* The data *
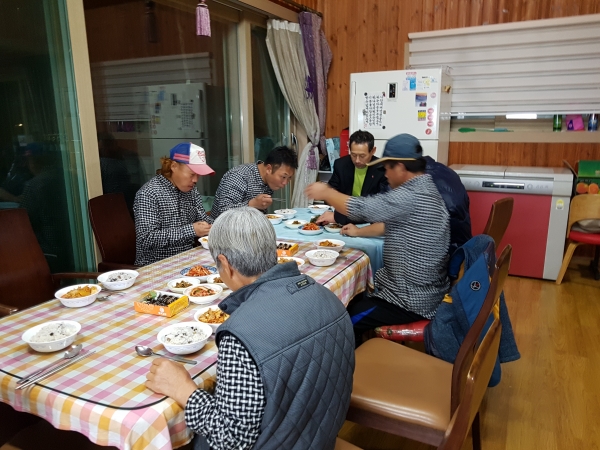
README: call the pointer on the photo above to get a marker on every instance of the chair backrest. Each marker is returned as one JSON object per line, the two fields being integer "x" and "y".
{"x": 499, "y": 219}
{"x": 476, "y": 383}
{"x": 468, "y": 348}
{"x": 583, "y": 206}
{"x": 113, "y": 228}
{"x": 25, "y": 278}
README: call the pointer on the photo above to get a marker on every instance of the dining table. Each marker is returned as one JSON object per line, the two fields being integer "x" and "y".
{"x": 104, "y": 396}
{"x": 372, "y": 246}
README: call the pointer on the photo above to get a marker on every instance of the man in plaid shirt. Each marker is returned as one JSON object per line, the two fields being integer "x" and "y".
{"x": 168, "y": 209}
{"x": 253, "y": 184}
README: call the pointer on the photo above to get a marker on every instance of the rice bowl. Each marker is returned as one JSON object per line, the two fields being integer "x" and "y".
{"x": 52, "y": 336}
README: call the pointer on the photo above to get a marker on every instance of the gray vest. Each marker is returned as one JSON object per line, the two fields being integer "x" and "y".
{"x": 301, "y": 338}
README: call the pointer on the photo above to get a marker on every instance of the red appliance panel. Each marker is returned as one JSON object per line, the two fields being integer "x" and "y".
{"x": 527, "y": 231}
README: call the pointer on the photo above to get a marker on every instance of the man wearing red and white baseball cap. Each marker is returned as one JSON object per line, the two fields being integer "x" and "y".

* Required work *
Whenever you reach a picture, pass over it; print all the other material exactly.

* Worked solution *
README: call the pointer on the photo above to get a marker on every instance of the chair backrest. Each marker is returned as one JSON object per line, the two fields being integer "x" and "y".
{"x": 499, "y": 219}
{"x": 476, "y": 383}
{"x": 468, "y": 348}
{"x": 583, "y": 206}
{"x": 113, "y": 228}
{"x": 25, "y": 278}
README: call the pointer on the photo above to get a marker on every instance of the dining table. Each marker is returned as one JSON object per line, the two fields being integer "x" and "y".
{"x": 104, "y": 396}
{"x": 372, "y": 246}
README: call the pointer on the photo above to get a marker on every instance of the man in plaid shirt. Each marker is returned as one JSON object per line, the two fields being integer "x" and "y".
{"x": 168, "y": 209}
{"x": 253, "y": 184}
README: call the pointer on the photo above to get a marker on every instance of the rice bowl. Each marker is returned as one JSON object per line, the two fields being integer "x" and "y".
{"x": 52, "y": 336}
README: call the pointer on the photo above to get a marker on every instance of the gray vest. Each marker is returned as one JSON object per line, the two fields being integer "x" and "y".
{"x": 301, "y": 338}
README: call the pointer on the photo above to get a marker on every instance of the red appliance panel. Each marker is returned as one JSON object per line, the two fields being integer "x" and "y".
{"x": 527, "y": 231}
README: call the pointer on the photo above to get a marker on every instance of the man wearing red and white baseball cap. Each marker is returned as one JSON object per line, the two fields being integer "x" and "y".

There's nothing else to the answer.